## What you have to do
From the entries below, output the line with "drop a dot on the leafy" and each following line up to and including the line with "drop a dot on the brown", exactly as written.

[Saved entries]
┌──
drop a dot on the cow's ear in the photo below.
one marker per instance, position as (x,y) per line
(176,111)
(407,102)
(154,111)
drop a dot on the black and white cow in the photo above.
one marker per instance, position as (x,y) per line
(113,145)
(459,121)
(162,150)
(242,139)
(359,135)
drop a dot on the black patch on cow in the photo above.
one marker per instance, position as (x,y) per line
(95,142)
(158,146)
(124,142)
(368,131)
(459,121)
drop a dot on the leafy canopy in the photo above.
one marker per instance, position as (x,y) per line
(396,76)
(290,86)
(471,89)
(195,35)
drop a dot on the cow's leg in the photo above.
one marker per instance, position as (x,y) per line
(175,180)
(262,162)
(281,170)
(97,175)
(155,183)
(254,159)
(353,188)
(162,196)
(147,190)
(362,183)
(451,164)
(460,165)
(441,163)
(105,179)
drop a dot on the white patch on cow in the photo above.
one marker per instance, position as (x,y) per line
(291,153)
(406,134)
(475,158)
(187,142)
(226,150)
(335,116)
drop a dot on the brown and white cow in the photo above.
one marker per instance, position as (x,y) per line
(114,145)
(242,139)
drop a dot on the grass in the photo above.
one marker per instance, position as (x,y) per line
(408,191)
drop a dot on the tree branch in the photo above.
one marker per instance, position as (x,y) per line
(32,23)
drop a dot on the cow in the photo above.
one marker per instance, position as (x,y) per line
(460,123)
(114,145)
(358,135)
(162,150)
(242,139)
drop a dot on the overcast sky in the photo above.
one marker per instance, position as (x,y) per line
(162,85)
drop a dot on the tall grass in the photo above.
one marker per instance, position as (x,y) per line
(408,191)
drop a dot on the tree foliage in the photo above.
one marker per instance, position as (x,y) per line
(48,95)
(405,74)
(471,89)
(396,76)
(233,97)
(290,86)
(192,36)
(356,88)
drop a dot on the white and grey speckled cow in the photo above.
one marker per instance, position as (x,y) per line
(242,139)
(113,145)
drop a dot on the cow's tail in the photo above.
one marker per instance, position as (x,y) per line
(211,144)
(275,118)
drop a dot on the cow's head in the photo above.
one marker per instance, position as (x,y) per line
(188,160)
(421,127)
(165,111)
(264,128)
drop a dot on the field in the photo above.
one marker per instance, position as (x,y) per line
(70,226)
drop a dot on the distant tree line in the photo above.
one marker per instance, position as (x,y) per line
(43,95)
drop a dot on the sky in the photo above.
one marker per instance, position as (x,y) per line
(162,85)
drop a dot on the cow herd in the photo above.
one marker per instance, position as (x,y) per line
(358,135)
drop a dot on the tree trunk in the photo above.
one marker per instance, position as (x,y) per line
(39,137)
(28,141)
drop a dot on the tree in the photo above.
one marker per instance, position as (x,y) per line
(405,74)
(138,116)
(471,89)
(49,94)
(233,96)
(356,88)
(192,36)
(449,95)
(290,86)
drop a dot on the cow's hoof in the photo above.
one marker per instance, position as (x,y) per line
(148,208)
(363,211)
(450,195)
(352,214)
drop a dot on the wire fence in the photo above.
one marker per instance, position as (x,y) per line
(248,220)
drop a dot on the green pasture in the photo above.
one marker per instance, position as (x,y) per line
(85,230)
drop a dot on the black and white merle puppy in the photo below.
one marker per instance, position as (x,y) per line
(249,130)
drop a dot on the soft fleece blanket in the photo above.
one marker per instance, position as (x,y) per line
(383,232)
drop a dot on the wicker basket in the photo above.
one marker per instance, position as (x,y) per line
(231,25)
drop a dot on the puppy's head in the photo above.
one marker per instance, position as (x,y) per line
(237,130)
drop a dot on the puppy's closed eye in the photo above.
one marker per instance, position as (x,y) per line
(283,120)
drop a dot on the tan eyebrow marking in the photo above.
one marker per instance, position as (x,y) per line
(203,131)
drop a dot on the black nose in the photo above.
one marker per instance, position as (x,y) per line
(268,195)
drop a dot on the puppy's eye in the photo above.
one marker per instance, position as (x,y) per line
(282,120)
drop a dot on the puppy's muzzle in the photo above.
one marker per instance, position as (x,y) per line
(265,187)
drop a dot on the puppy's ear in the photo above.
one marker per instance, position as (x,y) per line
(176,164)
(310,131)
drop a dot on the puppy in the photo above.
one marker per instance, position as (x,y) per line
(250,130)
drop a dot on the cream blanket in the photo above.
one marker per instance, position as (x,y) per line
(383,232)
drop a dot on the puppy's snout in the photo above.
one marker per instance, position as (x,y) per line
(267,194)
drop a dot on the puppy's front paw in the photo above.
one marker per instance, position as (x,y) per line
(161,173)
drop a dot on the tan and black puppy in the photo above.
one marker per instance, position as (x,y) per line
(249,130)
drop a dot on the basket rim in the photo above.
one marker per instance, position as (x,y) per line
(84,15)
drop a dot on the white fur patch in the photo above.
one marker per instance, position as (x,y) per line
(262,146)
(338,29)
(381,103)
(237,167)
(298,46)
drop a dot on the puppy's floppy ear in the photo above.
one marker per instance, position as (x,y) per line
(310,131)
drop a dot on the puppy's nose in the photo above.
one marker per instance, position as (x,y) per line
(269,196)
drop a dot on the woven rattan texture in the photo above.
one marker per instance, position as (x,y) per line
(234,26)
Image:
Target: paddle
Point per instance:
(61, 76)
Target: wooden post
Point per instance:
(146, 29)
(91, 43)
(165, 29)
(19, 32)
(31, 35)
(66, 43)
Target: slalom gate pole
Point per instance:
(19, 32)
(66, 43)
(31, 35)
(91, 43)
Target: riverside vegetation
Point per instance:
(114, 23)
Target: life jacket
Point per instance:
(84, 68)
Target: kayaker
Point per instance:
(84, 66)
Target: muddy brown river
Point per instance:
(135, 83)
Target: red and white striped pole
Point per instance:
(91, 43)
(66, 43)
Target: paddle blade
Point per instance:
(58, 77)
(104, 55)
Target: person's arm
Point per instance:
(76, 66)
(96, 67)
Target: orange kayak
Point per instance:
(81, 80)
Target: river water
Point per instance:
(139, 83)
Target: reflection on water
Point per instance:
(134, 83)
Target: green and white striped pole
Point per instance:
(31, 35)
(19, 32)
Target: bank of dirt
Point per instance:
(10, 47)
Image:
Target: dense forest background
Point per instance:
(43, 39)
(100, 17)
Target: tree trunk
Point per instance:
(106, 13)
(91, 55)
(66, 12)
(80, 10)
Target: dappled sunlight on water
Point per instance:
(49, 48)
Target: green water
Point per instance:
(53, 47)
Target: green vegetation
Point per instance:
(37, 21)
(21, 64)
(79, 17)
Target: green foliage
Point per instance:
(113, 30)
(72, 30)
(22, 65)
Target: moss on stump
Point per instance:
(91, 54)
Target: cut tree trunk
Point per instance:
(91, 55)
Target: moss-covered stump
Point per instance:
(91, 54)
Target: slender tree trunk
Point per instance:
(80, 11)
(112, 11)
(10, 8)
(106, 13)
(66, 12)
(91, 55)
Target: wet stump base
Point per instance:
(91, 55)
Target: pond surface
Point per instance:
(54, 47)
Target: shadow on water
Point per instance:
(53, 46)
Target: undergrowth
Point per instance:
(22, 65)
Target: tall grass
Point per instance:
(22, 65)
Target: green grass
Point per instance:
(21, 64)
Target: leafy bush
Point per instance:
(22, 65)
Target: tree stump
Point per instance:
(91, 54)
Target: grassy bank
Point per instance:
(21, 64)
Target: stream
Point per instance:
└──
## Result of this exercise
drop a dot on the leafy canopy in the photo above.
one marker per instance, position as (x,y) per line
(396,76)
(290,86)
(471,89)
(195,35)
drop a dot on the cow's leg in the photo above.
one marker per instance, position as (x,y) per line
(175,180)
(262,162)
(281,170)
(97,175)
(155,183)
(254,159)
(353,188)
(162,196)
(147,190)
(362,183)
(451,164)
(460,165)
(441,163)
(105,179)
drop a dot on the white patch on cow in the photo above.
one marker per instance, position as (x,y) per line
(291,153)
(406,134)
(475,158)
(187,142)
(226,150)
(335,116)
drop a dot on the brown and white cow in the photo above.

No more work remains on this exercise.